- DESCRIPTION OF THE TASK -
"advertisement sign. Thank you!" appears in one line of the listing below; retype that line and every later line exactly, stopping at the end, and nothing else.

>>>>>

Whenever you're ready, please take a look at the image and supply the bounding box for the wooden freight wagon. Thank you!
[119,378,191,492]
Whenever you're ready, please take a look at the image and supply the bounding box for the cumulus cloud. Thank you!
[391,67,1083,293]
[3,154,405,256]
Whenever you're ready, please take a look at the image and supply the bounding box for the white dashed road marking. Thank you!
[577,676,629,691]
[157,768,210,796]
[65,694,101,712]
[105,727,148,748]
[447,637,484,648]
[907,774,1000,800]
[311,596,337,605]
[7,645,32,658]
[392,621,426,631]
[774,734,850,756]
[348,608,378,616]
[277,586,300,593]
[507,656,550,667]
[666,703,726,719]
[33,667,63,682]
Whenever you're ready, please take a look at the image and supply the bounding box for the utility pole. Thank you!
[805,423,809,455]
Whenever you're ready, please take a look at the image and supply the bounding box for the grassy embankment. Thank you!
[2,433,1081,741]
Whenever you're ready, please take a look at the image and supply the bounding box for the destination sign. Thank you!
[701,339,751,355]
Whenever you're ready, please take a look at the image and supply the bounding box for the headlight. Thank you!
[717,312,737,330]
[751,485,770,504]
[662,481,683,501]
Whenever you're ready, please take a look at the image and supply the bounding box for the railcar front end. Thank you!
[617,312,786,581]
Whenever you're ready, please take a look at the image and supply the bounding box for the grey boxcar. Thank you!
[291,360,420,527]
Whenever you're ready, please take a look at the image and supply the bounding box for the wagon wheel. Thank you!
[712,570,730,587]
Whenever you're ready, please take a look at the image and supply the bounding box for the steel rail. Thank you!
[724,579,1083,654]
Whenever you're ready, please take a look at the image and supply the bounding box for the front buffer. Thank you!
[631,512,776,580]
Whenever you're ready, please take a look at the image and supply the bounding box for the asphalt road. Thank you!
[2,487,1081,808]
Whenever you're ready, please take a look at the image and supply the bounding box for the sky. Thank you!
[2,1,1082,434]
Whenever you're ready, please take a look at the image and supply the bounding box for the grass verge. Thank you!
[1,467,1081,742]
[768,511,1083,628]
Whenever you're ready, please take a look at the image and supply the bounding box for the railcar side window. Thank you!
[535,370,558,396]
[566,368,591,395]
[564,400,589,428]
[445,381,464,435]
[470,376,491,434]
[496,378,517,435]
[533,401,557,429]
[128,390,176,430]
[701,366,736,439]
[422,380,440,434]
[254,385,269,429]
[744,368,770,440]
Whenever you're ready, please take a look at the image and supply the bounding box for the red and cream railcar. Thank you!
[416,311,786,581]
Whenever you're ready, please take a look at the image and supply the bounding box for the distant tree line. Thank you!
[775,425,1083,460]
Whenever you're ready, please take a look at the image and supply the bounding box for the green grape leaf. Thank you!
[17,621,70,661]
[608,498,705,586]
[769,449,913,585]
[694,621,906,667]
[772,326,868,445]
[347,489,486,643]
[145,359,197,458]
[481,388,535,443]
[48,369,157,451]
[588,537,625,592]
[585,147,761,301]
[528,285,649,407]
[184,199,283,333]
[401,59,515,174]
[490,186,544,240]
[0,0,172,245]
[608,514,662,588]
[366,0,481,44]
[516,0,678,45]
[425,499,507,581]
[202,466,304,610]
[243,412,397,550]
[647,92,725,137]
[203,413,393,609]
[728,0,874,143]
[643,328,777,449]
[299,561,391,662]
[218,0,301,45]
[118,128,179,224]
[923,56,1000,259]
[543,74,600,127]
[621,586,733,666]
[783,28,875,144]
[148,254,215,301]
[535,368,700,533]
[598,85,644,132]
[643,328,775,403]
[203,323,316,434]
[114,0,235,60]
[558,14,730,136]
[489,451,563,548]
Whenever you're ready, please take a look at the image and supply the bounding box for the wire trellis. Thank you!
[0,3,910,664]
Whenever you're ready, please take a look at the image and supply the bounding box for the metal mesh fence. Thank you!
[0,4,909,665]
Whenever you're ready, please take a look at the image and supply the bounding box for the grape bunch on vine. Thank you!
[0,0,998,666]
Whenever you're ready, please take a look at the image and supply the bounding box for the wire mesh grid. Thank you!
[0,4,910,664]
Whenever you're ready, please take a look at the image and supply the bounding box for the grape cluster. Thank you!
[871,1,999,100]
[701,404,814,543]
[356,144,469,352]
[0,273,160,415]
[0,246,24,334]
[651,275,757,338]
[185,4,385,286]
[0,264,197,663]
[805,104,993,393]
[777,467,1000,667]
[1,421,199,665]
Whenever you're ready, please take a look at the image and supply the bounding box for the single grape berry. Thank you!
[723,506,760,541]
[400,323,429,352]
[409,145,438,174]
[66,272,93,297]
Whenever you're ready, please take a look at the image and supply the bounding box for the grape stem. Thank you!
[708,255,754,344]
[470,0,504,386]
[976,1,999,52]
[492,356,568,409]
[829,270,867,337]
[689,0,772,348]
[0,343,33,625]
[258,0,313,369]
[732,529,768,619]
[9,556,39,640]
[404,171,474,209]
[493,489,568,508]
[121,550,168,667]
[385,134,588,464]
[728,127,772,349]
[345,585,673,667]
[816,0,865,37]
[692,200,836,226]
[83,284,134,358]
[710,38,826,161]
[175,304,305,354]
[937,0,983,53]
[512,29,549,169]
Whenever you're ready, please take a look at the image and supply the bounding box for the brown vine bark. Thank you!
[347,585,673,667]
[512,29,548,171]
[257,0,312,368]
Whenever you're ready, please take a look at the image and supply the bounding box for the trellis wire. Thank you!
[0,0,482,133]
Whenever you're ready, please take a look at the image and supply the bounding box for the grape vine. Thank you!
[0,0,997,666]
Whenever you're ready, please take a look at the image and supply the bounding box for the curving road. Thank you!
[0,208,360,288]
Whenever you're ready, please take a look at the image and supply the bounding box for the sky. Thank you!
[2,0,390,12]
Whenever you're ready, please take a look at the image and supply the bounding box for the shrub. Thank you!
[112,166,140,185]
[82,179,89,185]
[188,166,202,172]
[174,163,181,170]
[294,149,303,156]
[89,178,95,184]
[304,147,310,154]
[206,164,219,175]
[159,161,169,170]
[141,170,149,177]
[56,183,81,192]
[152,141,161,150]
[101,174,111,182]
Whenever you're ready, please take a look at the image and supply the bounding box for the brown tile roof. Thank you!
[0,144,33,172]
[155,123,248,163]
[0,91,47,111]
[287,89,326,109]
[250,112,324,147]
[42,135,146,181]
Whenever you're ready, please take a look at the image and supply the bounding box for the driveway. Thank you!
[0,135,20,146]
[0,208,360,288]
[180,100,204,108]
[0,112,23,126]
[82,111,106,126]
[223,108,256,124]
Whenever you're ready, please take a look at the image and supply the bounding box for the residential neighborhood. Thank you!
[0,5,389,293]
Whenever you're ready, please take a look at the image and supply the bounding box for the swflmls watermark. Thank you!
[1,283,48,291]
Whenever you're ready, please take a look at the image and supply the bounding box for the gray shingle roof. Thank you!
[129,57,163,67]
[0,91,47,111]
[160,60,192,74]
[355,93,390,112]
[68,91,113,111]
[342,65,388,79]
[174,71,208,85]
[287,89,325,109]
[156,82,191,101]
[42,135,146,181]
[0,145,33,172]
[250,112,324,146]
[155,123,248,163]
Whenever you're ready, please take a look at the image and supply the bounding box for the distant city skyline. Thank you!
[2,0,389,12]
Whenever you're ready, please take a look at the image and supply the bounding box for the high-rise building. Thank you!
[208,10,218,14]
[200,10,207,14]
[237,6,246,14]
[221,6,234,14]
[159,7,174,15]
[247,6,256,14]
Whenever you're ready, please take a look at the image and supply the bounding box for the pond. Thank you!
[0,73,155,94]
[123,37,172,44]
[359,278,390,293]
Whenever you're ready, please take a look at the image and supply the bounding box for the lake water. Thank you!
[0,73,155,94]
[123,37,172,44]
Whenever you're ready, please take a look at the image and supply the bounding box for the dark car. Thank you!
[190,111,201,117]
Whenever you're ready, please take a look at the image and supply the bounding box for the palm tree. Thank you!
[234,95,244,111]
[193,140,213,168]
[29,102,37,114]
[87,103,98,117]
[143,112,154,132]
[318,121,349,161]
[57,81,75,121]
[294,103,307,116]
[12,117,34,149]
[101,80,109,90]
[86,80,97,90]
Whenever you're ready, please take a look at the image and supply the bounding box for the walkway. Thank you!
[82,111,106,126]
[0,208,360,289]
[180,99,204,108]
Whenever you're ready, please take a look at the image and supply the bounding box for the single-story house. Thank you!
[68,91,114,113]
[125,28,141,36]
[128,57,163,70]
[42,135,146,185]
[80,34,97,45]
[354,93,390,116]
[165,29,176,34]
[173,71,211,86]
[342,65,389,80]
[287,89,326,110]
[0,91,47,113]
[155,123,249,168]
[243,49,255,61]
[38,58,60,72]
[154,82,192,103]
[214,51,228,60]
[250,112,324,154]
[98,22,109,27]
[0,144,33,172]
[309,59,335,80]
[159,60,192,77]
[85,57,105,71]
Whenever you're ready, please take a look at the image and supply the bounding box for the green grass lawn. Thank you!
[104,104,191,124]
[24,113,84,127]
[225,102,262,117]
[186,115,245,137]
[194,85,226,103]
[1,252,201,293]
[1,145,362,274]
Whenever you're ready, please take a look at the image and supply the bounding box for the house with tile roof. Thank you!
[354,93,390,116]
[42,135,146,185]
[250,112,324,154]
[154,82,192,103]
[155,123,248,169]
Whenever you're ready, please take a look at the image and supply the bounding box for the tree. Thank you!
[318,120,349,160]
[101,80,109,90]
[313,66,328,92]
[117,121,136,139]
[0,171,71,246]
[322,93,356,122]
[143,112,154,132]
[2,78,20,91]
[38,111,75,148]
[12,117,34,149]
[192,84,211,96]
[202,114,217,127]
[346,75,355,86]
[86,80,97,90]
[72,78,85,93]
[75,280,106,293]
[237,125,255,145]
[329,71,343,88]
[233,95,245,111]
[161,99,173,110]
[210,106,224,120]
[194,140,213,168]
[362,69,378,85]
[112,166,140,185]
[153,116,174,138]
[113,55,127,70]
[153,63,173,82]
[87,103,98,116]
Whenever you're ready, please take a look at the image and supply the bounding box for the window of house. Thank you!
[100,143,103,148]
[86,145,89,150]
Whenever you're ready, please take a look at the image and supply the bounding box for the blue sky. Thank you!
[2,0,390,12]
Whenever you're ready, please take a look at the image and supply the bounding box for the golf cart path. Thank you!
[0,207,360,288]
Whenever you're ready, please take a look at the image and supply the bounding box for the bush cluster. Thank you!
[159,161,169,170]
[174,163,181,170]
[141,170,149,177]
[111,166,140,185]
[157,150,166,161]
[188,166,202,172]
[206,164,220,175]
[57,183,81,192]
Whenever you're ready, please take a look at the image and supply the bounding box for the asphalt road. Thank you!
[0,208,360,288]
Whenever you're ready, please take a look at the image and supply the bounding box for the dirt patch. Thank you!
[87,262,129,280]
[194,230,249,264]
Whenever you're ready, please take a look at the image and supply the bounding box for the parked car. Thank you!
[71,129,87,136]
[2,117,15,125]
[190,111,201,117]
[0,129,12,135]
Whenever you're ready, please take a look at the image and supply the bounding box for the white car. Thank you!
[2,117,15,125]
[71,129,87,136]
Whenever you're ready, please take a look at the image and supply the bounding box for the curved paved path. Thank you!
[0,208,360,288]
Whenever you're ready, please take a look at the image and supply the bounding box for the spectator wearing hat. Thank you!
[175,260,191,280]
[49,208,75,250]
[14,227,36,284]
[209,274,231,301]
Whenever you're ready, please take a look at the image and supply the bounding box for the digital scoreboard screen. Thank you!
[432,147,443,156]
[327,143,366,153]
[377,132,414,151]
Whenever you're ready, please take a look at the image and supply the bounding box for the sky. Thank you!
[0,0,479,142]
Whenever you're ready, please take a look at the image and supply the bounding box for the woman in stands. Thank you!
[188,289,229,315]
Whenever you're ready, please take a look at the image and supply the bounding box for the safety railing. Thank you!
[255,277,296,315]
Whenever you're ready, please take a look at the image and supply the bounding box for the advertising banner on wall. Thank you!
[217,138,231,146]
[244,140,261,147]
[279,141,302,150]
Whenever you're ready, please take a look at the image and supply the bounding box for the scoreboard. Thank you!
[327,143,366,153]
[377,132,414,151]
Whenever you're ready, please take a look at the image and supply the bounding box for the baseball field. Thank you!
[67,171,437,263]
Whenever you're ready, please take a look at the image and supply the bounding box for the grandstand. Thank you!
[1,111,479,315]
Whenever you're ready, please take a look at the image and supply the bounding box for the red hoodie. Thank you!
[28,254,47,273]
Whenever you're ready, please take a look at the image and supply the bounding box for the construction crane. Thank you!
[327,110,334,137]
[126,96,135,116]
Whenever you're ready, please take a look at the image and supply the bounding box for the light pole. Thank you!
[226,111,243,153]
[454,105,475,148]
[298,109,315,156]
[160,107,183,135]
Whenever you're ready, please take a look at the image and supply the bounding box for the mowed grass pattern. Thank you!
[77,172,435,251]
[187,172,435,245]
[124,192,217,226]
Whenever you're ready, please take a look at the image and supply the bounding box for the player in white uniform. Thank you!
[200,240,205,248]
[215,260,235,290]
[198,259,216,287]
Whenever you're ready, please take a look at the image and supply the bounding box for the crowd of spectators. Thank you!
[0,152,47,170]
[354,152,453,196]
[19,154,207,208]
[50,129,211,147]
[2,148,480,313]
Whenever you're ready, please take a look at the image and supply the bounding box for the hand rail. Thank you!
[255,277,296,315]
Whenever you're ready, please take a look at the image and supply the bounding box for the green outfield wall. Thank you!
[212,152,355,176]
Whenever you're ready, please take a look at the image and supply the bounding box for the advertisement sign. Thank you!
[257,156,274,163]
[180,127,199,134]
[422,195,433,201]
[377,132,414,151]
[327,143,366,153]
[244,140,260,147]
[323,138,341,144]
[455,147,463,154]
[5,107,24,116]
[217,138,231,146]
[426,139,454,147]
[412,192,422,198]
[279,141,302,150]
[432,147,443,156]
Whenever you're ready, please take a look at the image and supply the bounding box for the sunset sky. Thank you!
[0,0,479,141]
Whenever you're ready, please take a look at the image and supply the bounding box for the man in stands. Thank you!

<<<<<

- RESULT FOR THIS EXERCISE -
Whenever you're ready, please take a look at the image and supply the bounding box for the advertisement sign. Thank you!
[257,156,274,163]
[180,127,199,134]
[422,195,433,201]
[377,132,414,151]
[327,143,366,153]
[244,140,260,147]
[323,138,341,144]
[455,147,463,154]
[5,107,24,116]
[217,138,231,146]
[426,139,454,147]
[412,192,422,198]
[279,141,302,150]
[432,147,443,156]
Whenever you're ready, please take a look at the image and supply the bounding box for the sunset sky. Thank you!
[0,0,479,141]
Whenever you're ready, please take a look at the image and supply the bounding box for the man in stands. Thank you!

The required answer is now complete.